Zeilen aus einem Zeige-Datensatz
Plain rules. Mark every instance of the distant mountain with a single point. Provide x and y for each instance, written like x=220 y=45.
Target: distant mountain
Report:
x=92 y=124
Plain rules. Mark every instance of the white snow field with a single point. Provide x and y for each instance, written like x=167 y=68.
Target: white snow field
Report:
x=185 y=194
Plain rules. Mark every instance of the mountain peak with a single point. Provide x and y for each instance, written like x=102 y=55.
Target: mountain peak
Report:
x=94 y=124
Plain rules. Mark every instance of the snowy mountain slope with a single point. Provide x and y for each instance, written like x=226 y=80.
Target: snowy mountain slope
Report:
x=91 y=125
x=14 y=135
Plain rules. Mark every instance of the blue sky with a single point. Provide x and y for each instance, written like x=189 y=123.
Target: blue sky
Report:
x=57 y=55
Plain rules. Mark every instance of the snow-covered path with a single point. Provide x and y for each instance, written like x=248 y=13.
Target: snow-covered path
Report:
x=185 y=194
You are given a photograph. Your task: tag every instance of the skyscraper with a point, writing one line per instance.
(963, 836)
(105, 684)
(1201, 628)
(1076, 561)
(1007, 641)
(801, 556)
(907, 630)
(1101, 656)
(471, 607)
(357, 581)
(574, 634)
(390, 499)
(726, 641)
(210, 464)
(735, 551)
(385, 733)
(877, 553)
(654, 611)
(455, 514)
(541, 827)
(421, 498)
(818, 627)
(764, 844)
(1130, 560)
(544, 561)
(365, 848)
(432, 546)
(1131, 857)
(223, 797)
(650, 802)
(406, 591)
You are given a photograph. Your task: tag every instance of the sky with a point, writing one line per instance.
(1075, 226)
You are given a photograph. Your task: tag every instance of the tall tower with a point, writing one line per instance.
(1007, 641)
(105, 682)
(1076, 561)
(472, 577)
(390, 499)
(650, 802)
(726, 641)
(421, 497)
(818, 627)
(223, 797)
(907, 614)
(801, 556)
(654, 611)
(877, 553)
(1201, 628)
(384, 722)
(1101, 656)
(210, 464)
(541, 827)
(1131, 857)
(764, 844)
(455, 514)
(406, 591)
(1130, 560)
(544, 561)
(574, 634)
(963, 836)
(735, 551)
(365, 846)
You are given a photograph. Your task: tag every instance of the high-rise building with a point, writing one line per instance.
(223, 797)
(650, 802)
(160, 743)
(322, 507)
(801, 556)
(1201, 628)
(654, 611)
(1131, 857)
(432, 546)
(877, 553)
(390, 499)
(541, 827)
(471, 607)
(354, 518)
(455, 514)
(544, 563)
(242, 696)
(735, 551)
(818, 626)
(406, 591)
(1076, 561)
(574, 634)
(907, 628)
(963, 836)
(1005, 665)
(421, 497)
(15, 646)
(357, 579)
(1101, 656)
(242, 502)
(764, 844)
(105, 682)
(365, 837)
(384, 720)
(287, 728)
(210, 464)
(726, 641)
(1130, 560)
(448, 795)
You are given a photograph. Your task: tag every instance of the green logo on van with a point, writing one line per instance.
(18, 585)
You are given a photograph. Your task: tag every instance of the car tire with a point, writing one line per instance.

#### ZIEL DER ÜBUNG
Schreib aus den Einträgen die Zeilen von der Zeile mit „Plain rules. Mark every instance of the snowy“ bis einschließlich der Zeile mit „(1075, 226)“ unverändert ab.

#### VOLLSTÄNDIGE AUSGABE
Plain rules. Mark every instance of the snowy mountain slope with a single point. Provide x and y for each instance, written like x=226 y=80.
Target: snowy mountain slope
Report:
x=91 y=125
x=14 y=135
Plain rules. Mark every instance of the blue sky with a single point. Provide x and y for each instance, written like x=189 y=123.
Target: blue sky
Report:
x=57 y=55
Plain rules. Mark every instance of the snow-covered path with a single point. Provide x and y for each instance, written like x=248 y=13.
Target: snow-covered path
Report:
x=185 y=194
You are given a photograph. Your task: tag every instance of the skyscraper with a point, writing one line per instance.
(963, 836)
(105, 684)
(1201, 628)
(1076, 561)
(1007, 641)
(801, 556)
(907, 630)
(1101, 656)
(471, 607)
(357, 581)
(574, 634)
(390, 499)
(726, 641)
(210, 464)
(735, 551)
(385, 733)
(877, 553)
(654, 611)
(455, 514)
(541, 827)
(421, 498)
(818, 627)
(764, 844)
(1130, 560)
(544, 561)
(365, 848)
(432, 546)
(1131, 857)
(223, 797)
(650, 802)
(406, 591)
You are given a photograph. Your task: tag every instance of the sky with a point, writing one line per instance.
(1075, 226)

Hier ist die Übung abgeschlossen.